» Task details
Every record below should be printed exactly as it appears.

Extracted data entries:
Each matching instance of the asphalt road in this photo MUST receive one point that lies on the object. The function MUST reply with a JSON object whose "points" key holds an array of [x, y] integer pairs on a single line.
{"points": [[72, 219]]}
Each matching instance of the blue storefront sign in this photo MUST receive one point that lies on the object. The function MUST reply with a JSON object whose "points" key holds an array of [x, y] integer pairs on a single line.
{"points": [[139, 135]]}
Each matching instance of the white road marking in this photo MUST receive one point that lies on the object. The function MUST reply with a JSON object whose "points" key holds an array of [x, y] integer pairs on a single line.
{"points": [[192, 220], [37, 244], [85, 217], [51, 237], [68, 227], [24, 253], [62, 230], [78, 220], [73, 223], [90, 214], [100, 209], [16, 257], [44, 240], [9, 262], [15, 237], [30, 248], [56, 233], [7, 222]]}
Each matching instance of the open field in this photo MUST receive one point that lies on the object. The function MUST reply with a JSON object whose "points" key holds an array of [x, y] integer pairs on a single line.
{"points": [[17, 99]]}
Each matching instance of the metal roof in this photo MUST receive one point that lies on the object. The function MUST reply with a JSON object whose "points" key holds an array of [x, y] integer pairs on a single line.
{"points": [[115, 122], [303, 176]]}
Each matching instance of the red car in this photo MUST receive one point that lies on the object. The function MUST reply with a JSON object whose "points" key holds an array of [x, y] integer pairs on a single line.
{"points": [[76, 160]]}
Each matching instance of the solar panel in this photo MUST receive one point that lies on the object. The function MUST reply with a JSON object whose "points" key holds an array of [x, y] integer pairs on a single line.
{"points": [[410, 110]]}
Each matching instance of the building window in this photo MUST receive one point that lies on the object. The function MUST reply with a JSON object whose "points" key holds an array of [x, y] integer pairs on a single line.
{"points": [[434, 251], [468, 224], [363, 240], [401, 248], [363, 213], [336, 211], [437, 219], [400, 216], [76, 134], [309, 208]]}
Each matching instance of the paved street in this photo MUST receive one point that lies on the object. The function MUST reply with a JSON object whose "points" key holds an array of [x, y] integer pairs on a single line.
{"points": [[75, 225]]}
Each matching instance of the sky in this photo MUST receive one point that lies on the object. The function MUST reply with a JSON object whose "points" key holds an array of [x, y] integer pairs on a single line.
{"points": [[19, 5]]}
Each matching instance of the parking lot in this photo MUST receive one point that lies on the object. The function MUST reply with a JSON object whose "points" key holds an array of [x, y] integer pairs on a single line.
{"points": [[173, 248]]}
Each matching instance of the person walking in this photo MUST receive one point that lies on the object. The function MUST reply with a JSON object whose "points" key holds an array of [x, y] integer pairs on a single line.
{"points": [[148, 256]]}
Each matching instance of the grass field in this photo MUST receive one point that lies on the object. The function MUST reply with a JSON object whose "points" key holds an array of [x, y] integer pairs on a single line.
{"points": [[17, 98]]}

» Response box
Each matching instance of the asphalt road in this photo MUST receive one point that lies on the object. The function MUST reply with a JSON object whose "points" key holds an array of [x, y] integer pairs on a single line.
{"points": [[72, 219]]}
Each matching instance of the blue storefront sign in this photo MUST receive one point that lies on the object. The function MUST reply with a JSON object whose "points" key holds an array of [x, y] integer pairs on a single line.
{"points": [[139, 135]]}
Each matching instance of the white road marking in this photo MUST receive one point that lies on the object. The function MUST reply with a JSON object whose "points" key holds an array of [x, y] integer pairs on a single line.
{"points": [[192, 220], [37, 244], [85, 217], [51, 237], [68, 227], [24, 253], [62, 230], [78, 220], [73, 223], [90, 214], [100, 209], [16, 257], [44, 240], [9, 262], [15, 237], [30, 248], [56, 233], [7, 222]]}
Each matching instance of the open field in this photo MUST receive one point that lies on the object. The function MUST reply with a JSON object whose "points" key holds an array of [x, y] integer pairs on a single line.
{"points": [[17, 99]]}
Each matching instance of the metal roof in this photo MUST receive one point that lies on the object. The function MUST reply with a JSON object whose "points" key holds an array of [x, y] integer pairs on a single line.
{"points": [[115, 122], [303, 176]]}
Each matching instance of the red car in this photo MUST receive one point that lies on the object. The function MUST reply with a JSON object whose "points" key holds an array of [x, y] integer pairs on a single line.
{"points": [[76, 160]]}
Each matching instance of the solar panel in this photo MUST receive one point that lies on the object. The function MUST reply with a JSON object whose "points" key holds an array of [x, y] integer pairs on a single line.
{"points": [[410, 110]]}
Each matching instance of the building window in this photo MUST receive one point that lies on the object. The function MUST reply with a JSON object whose "points" key holds an array of [x, y] integer pairs on a single line.
{"points": [[434, 251], [468, 224], [363, 240], [401, 248], [363, 213], [336, 211], [437, 219], [400, 216], [76, 134], [309, 208]]}
Each matching instance of the paved street in this photo MUST receive one point that lies on the object. The function MUST reply with a JSON object whose "points" key holds an array of [x, y] integer pairs on a single line.
{"points": [[75, 225]]}
Each matching instance of the sky in this photo MUST receive one point that lies on the object. The function MUST reply with a JSON object whose "points" key holds an array of [x, y] integer pairs on a single line.
{"points": [[19, 5]]}
Each matching instance of the parking lot in this photo MUST receive one point that lies on the object. The function MUST reply with a JSON object whose "points" key holds an array of [x, y] integer pairs on a single line.
{"points": [[173, 248]]}
Each matching instance of the person walking in this photo MUST receive one point that lies on the object. The function MUST reply with a JSON object whose "points" key holds an array of [x, y] integer pairs on a single line.
{"points": [[148, 256]]}
Each matching instance of the grass field in this photo MUST receive one point that lies on the object. The function MUST reply with a JSON object whose "points" key holds an array of [x, y] integer pairs on a single line.
{"points": [[17, 98]]}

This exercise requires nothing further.